▶ **TEXTE SOURCE**
┌──

VAN GOGH

En plus d’une œuvre picturale, van Gogh nous a laissé une correspondance fascinante qui apporte un éclairage précieux sur sa vie et ses créations. Elle est écrite dans une langue âpre, souple, poétique, terriblement concrète, et qui porte la même urgence que les tableaux. Vient alors l’idée d’une trame, dans le sens le plus artisanal du terme, à savoir l’ensemble des fils tendus sur le métier à tisser. Ce serait l’espace du plateau théâtral où les fils du dialogue s’entremêleraient à ceux de la peinture. Mettre en scène des paroles et des toiles. Amener à la scène les dialogues entre Vincent, son frère Théo, sa belle-sœur Johanna van Gogh Bonger, et Gauguin, à travers les nombreuses lettres qu’ils ont échangées. Ténèbres et incandescences, mélancolie et exaltation : comme dans un jeu de vases communicants, on dirait que chaque frère porte alternativement l’autre. L’équilibre semble à ce prix : l’un est le double-obscur de l’autre quand l’autre est le double-lumineux de l’un. Le rapport des frères fait ainsi écho à nos luttes intérieures.

« J’ai encore de là-bas un cyprès avec une étoile. Un dernier essai.
Un ciel de nuit avec une lune sans éclat,
à peine le croissant mince émergeant de l’ombre projetée opaque de la terre.
une étoile à éclat exagéré, si vous voulez, éclat doux de rose et vert
dans le ciel outremer où courent des nuages. »

Auvers-sur-Oise, Lettre de Vincent van Gogh à Paul Gauguin, 17 juin 1890.

└──

▶ **Entrées répertoriées dans un jeu de données**
┌──

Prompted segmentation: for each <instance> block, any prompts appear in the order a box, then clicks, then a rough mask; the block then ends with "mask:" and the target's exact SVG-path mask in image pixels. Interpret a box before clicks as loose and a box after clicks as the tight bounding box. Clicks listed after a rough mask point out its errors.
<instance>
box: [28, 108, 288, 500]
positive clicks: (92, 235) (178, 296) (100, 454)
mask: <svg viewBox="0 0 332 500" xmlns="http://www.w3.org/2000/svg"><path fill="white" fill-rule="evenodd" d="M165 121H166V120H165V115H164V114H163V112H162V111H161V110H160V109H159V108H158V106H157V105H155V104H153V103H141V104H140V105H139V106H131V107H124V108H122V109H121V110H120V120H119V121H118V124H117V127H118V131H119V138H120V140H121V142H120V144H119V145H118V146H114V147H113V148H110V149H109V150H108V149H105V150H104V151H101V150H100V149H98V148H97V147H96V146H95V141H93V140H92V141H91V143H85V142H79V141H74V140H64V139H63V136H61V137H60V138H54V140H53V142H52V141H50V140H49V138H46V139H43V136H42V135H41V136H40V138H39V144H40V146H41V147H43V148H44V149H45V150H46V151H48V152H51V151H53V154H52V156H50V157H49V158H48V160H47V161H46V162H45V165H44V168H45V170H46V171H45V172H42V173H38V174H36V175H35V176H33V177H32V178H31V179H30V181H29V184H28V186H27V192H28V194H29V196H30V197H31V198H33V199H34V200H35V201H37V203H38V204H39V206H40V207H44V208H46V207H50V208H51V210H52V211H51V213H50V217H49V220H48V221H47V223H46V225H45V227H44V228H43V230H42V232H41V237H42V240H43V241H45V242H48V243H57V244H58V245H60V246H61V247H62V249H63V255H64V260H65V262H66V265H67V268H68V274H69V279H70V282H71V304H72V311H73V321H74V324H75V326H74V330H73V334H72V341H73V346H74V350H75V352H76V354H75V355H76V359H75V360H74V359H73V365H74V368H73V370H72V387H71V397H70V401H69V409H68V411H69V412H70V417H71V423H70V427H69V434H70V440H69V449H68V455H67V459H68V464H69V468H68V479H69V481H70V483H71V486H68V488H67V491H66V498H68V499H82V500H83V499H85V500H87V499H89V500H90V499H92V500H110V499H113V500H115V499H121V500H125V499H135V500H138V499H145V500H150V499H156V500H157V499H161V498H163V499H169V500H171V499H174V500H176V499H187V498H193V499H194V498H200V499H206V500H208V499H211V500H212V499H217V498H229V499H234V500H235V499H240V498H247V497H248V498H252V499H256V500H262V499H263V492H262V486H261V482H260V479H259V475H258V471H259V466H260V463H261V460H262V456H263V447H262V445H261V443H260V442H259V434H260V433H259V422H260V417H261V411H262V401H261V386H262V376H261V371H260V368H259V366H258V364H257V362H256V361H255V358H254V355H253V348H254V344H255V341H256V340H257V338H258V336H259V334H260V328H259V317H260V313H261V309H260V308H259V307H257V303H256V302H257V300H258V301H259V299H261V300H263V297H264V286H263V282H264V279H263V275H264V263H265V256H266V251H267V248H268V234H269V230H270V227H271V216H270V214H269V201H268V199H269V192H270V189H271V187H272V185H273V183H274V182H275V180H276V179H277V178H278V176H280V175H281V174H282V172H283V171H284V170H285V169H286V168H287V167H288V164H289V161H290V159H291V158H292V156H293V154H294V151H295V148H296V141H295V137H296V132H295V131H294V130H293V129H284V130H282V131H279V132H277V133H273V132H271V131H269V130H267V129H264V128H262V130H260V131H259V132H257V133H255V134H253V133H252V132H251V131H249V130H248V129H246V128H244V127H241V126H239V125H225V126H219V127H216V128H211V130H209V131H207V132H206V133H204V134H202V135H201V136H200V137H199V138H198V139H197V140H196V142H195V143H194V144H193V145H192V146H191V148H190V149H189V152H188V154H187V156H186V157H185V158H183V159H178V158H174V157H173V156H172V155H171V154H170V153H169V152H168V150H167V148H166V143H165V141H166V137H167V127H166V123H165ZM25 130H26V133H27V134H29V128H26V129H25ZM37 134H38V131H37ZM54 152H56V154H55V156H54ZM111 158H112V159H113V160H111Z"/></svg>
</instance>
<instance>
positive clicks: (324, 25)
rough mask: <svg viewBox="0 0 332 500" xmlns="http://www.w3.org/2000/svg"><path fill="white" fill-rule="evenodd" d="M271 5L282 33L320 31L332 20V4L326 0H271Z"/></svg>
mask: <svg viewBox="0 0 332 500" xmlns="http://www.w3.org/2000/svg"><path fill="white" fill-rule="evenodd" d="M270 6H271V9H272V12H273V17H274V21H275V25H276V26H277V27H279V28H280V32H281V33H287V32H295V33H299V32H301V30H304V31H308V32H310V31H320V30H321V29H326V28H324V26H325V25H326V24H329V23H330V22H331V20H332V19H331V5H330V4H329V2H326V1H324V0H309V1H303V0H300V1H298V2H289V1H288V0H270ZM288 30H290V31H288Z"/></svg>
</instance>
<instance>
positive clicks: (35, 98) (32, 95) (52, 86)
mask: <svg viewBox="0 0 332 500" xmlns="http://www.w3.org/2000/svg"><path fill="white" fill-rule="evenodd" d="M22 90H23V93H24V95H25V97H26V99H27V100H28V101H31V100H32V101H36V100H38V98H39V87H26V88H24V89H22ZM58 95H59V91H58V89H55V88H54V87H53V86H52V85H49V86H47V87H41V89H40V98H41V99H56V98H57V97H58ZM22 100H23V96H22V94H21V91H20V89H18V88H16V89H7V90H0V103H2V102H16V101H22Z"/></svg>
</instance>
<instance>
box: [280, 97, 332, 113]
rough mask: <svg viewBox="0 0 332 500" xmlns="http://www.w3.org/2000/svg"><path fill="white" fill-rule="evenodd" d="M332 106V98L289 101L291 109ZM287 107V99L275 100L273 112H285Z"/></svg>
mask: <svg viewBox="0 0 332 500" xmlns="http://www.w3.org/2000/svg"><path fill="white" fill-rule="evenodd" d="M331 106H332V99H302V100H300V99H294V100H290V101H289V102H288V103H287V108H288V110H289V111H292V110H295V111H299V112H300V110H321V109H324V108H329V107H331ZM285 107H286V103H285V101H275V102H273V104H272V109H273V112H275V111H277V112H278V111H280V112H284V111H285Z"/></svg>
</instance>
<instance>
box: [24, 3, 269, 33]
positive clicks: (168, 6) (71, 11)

└──

▶ **CONSIGNE**
D'après le texte consacré à van Gogh, de quelle ville Vincent van Gogh a-t-il écrit sa lettre du 17 juin 1890 à Paul Gauguin ? Servez-vous seulement du texte consacré à van Gogh.

▶ **RÉSULTAT DE L'EXERCICE**
D'Auvers-sur-Oise.